<<<<
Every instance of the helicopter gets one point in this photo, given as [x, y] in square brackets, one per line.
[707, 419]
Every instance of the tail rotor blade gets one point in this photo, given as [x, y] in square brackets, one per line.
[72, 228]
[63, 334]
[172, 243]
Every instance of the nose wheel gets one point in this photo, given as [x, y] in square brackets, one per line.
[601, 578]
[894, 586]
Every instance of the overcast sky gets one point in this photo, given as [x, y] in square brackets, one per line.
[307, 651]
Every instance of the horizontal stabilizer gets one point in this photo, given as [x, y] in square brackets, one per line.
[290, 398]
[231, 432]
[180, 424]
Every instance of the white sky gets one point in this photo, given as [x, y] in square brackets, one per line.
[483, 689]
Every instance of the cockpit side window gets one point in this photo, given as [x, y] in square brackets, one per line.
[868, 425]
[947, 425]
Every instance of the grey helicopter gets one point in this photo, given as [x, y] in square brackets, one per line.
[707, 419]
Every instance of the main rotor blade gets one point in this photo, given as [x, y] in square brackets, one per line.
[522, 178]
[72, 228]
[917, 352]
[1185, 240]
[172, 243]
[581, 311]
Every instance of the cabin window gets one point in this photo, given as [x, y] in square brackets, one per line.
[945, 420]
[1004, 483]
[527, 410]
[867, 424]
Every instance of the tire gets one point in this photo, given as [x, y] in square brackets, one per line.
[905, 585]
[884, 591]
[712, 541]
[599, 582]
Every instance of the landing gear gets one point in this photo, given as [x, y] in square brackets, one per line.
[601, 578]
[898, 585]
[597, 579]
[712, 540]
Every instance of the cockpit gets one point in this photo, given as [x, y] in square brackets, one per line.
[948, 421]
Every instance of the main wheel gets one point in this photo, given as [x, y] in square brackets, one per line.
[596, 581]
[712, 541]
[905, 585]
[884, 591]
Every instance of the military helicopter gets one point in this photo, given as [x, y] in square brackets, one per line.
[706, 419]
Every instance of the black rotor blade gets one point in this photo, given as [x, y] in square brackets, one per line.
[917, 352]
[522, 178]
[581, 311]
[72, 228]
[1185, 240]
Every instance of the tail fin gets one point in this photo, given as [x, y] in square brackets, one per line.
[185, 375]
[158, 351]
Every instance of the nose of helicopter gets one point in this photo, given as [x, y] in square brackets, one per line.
>>>>
* [Your task]: Render every line of the entries above as a JSON array of strings, one string per line, with blank lines omitted.

* [Task response]:
[
  "Every instance of the helicopter gets one point in this photo, given as [x, y] in square brackets, one per line.",
  "[707, 419]",
  "Every instance of the tail rotor blade gets one point in this photo, given as [x, y] in square brackets, one per line.",
  "[72, 228]",
  "[63, 334]",
  "[172, 243]",
  "Every instance of the nose wheel gets one point in this photo, given as [x, y] in square brackets, one per line.",
  "[601, 578]",
  "[894, 586]",
  "Every instance of the overcast sky gets one point in this photo, given as [x, y] in square brackets, one per line.",
  "[307, 651]",
  "Every instance of the horizontal stabilizer gets one point in this photo, given as [x, y] in square brackets, one per line.",
  "[290, 398]",
  "[231, 432]",
  "[180, 424]",
  "Every instance of the white sky gets one point in this photo, given as [x, y] in square brackets, one per line.",
  "[483, 689]",
  "Every instance of the cockpit side window gets one point in this photo, given as [x, y] in square brackets, one per line.",
  "[868, 425]",
  "[947, 425]",
  "Every instance of the grey helicopter gets one point in this photo, given as [x, y] in square brackets, one per line.",
  "[707, 419]",
  "Every instance of the main rotor blade gets one point in this photo, given as [x, y] in square brackets, one per line.",
  "[522, 178]",
  "[72, 228]",
  "[917, 352]",
  "[1185, 240]",
  "[172, 243]",
  "[581, 311]",
  "Every instance of the cabin window gets one point in this photo, given as [x, y] in square brackets, one per line.",
  "[945, 420]",
  "[1004, 483]",
  "[527, 410]",
  "[867, 424]",
  "Every instance of the tire gets one point in this photo, given as [x, y] in square brackets, one per line.",
  "[905, 585]",
  "[884, 591]",
  "[712, 541]",
  "[599, 582]",
  "Every instance of the landing gear gets one point in this photo, given as [x, y] in square brackets, one per line.",
  "[601, 578]",
  "[898, 585]",
  "[597, 579]",
  "[712, 540]",
  "Every instance of the cockpit gets one point in this photo, given as [x, y] in square brackets, one per line.",
  "[948, 421]",
  "Every instance of the main wheel gets one point in this photo, given as [x, y] in square brackets, one per line.",
  "[596, 581]",
  "[712, 541]",
  "[905, 585]",
  "[884, 591]",
  "Every instance of the military helicopter gets one point in this photo, given as [x, y] in square brackets, one per line.",
  "[706, 419]",
  "Every instance of the black rotor blade gets one point in this photo, given as [x, y] in square brackets, one per line.",
  "[917, 352]",
  "[522, 178]",
  "[581, 311]",
  "[72, 228]",
  "[1185, 240]",
  "Every instance of the tail fin gets one point in this photo, given as [x, y] in square brackets, one per line.",
  "[185, 375]",
  "[158, 351]",
  "Every instance of the nose of helicopter gets one point in this photo, given as [x, y] in square brackets, one per line."
]